### [RECORD SET]
══════
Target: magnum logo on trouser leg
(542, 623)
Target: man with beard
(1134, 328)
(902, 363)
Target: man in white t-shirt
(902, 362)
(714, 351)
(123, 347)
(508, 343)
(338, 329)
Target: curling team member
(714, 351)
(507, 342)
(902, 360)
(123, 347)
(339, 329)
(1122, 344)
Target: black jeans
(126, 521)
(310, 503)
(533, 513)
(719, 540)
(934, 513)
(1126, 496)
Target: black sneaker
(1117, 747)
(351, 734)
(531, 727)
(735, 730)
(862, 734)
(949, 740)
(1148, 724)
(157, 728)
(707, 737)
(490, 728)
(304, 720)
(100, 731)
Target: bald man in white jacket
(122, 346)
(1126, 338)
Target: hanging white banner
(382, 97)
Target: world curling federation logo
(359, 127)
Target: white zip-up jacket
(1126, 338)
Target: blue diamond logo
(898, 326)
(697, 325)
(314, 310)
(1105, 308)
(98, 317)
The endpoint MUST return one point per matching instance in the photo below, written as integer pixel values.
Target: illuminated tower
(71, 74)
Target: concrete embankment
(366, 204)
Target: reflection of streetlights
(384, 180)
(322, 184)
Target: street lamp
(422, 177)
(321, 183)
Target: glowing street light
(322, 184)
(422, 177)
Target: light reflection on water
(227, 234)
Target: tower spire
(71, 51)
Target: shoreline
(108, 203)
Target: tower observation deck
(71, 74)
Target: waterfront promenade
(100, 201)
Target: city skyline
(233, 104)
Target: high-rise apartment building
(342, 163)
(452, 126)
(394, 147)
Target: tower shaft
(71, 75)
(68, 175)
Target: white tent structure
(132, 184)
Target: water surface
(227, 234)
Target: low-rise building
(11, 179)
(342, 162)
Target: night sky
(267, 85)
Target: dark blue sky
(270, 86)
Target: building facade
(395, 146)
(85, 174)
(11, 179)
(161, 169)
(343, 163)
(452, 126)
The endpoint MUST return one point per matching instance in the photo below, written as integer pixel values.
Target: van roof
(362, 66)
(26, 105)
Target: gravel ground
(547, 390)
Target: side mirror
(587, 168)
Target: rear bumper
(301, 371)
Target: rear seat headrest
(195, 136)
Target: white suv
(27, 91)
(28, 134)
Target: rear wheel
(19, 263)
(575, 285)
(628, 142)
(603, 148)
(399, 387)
══════
### [EXERCISE AIM]
Could you reproduce all of the records above, word for word and in the same order?

### [THE RESPONSE]
Target: magnum logo on trouser leg
(542, 623)
Target: man with beard
(1134, 328)
(902, 363)
Target: man in white t-shirt
(902, 362)
(714, 351)
(123, 347)
(508, 343)
(338, 329)
Target: curling team member
(714, 351)
(507, 342)
(902, 360)
(123, 347)
(339, 329)
(1122, 344)
Target: black jeans
(126, 521)
(310, 503)
(533, 513)
(719, 540)
(934, 513)
(1126, 496)
Target: black sneaker
(1117, 747)
(351, 734)
(531, 727)
(735, 730)
(862, 734)
(949, 740)
(1148, 724)
(157, 728)
(707, 737)
(490, 728)
(304, 720)
(100, 731)
Target: bald man in white jacket
(122, 346)
(1126, 338)
Target: hanging white banner
(382, 97)
Target: world curling federation logo
(359, 127)
Target: white zip-up jacket
(1126, 338)
Target: blue diamond logo
(898, 326)
(697, 325)
(314, 310)
(1105, 308)
(98, 317)
The endpoint MUST return one point per matching instance in the photo below, written as integer pixel values.
Target: illuminated tower
(71, 74)
Target: concrete embankment
(366, 204)
Target: reflection of streetlights
(384, 180)
(322, 184)
Target: street lamp
(422, 177)
(321, 183)
Target: glowing street light
(322, 184)
(422, 177)
Target: light reflection on water
(227, 234)
Target: tower spire
(71, 51)
Target: shoreline
(108, 203)
Target: tower observation deck
(71, 74)
Target: waterfront promenade
(100, 201)
Target: city skyline
(233, 104)
Target: high-rise apartment building
(342, 163)
(452, 126)
(394, 147)
Target: tower shaft
(71, 75)
(68, 175)
Target: white tent structure
(132, 184)
Target: water surface
(227, 234)
Target: low-rise building
(11, 179)
(342, 162)
Target: night sky
(267, 85)
Target: dark blue sky
(270, 86)
Target: building facade
(395, 146)
(85, 174)
(11, 179)
(161, 169)
(343, 163)
(452, 126)
The endpoint MUST return one point per matching instance in the photo below, written as integer pixel values.
Target: van roof
(362, 66)
(26, 105)
Target: gravel ground
(547, 390)
Target: side mirror
(587, 168)
Target: rear bumper
(301, 371)
Target: rear seat headrest
(195, 136)
Target: white suv
(27, 91)
(28, 134)
Target: rear wheel
(19, 263)
(575, 285)
(628, 142)
(603, 148)
(399, 387)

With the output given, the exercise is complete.